→ WHAT IS ASKED:
**a.** In the passage on the origins of statistical significance, copy out the part that opens with the words containing "INTRO: In the" and closes with "it statistical significance.".
**b.** Continue the passage about how psychology came to rely on statistical significance from the point where it stops.

→ PAGE EXCERPT:
┏━━
**Aug 12, 2021 07:23 PM**

**C C**
https://www.sciencenews.org/article/stat...is-origins

INTRO: In the middle of the 20th century, the field of psychology had a problem. In the wake of the Manhattan Project and in the early days of the space race, the so-called “hard sciences” were producing tangible, highly publicized results. Psychologists and other social scientists looked on enviously. Their results were squishy, and difficult to quantify.

Psychologists in particular wanted a statistical skeleton key to unlock true experimental insights. It was an unrealistic burden to place on statistics, but the longing for a mathematical seal of approval burned hot. So psychology textbook writers and publishers created one, and called it statistical significance.

By calculating just one number from their experimental results, called a P value, researchers could now deem those results “statistically significant.” That was all it took to claim — even if mistakenly — that an interesting and powerful effect had been demonstrated. The idea took off, and soon legions of researchers were reporting statistically significant results.

To make matters worse, psychology journals began to publish papers only if they reported statistically significant findings, prompting a surprisingly large number of investigators to massage their data — either by gaming the system or cheating — to get below the P value of 0.05 that granted that status. Inevitably, bogus findings and chance associations began to proliferate.
┗━━
→ DATA RECORDS:
┏━━
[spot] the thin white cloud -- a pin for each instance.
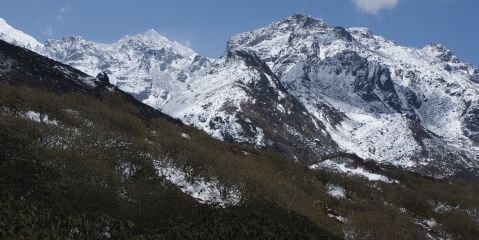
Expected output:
(48, 31)
(374, 6)
(62, 13)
┗━━
→ RESPONSES:
**a.**
INTRO: In the middle of the 20th century, the field of psychology had a problem. In the wake of the Manhattan Project and in the early days of the space race, the so-called “hard sciences” were producing tangible, highly publicized results. Psychologists and other social scientists looked on enviously. Their results were squishy, and difficult to quantify.

Psychologists in particular wanted a statistical skeleton key to unlock true experimental insights. It was an unrealistic burden to place on statistics, but the longing for a mathematical seal of approval burned hot. So psychology textbook writers and publishers created one, and called it statistical significance.

**b.**
As editor of a journal called Memory & Cognition from 1993 to 1997, Geoffrey Loftus of the University of Washington tried valiantly to yank psychologists out of their statistical rut. At the start of his tenure, Loftus published an editorial telling researchers to stop mindlessly calculating whether experimental results are statistically significant or not (SN: 5/16/13). That common practice impeded scientific progress, he warned.

Keep it simple, Loftus advised. Remember that a picture is worth a thousand reckonings of statistical significance. In that spirit, he recommended reporting straightforward averages to compare groups of volunteers in a psychology experiment. Graphs could show whether individuals’ scores covered a broad range or clumped around the average, enabling a calculation of whether the average score would likelychange a little or a lot in a repeat study. In this way, researchers could evaluate, say, whether volunteers scored better on a difficult math test if first allowed to write about their thoughts and feelings for 10 minutes, versus sitting quietly for 10 minutes.

Loftus might as well have tried to lasso a runaway train. Most researchers kept right on touting the statistical significance of their results.

“Significance testing is all about how the world isn’t and says nothing about how the world is,” Loftus later said when looking back on his attempt to change how psychologists do research.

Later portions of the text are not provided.